[Records of pointing at named objects]

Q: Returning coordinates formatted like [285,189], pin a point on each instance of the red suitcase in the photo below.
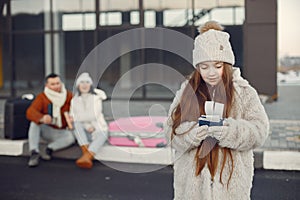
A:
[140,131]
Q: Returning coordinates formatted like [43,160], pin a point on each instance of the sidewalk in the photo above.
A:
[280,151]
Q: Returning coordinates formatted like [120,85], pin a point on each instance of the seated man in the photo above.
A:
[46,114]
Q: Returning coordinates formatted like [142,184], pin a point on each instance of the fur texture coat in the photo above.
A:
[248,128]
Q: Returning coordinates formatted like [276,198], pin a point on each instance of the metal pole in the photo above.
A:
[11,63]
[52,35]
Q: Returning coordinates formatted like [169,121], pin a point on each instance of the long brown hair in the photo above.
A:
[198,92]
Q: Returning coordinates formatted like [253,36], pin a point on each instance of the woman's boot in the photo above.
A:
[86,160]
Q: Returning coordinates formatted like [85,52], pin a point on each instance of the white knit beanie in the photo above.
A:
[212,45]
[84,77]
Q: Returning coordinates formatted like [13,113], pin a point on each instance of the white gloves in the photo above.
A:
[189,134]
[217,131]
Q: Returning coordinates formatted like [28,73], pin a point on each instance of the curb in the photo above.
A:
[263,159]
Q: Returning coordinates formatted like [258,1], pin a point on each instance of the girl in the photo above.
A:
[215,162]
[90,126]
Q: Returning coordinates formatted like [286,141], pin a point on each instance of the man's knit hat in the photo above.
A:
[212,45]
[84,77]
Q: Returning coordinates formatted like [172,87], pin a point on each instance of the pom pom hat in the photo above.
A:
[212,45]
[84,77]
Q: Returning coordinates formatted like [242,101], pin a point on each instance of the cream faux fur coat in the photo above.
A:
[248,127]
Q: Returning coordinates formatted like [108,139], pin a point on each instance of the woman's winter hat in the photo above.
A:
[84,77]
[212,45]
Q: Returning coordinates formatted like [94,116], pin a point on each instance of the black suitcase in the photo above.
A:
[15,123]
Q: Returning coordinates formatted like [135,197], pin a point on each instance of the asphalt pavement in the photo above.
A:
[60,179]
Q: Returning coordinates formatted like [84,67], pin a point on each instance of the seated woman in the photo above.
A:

### [EXERCISE AIM]
Copy the records word for word, beginning with the line that contains "Q: Returning coordinates formatted like [28,73], pin" and continuing through the end of the records, with both ends included.

### [ANSWER FOR THE TASK]
Q: Returning coordinates formatted like [28,73], pin a point on each instance of the curb in the photo above.
A:
[263,159]
Q: Returning coordinates formatted like [258,1], pin a point on each instance of the girl in the photo above.
A:
[215,162]
[90,126]
Q: Returning coordinates formatted like [286,141], pin a point on each instance of the man's knit hat in the photo above.
A:
[212,45]
[84,77]
Q: Returning coordinates formatted like [172,87], pin a point on each instance of the pom pom hat in the photo above.
A:
[212,45]
[84,77]
Q: Returning coordinates formatted like [242,101], pin a point on each instance of the cream faux fur coat in the photo above.
A:
[248,127]
Q: Returning coordinates formatted like [108,139], pin a point on each instance of the woman's winter hat in the photo above.
A:
[84,77]
[212,45]
Q: Returning coordinates formatted like [94,116], pin a point on each instance of the black suitcase in the photo above.
A:
[15,123]
Q: Returning coordinates formatted like [135,197], pin a point on each instance of the asphalt pavement in the photo above.
A:
[60,179]
Q: Returning coordinates formatted like [84,67], pin a point on each instance of the seated woman in the photo above.
A:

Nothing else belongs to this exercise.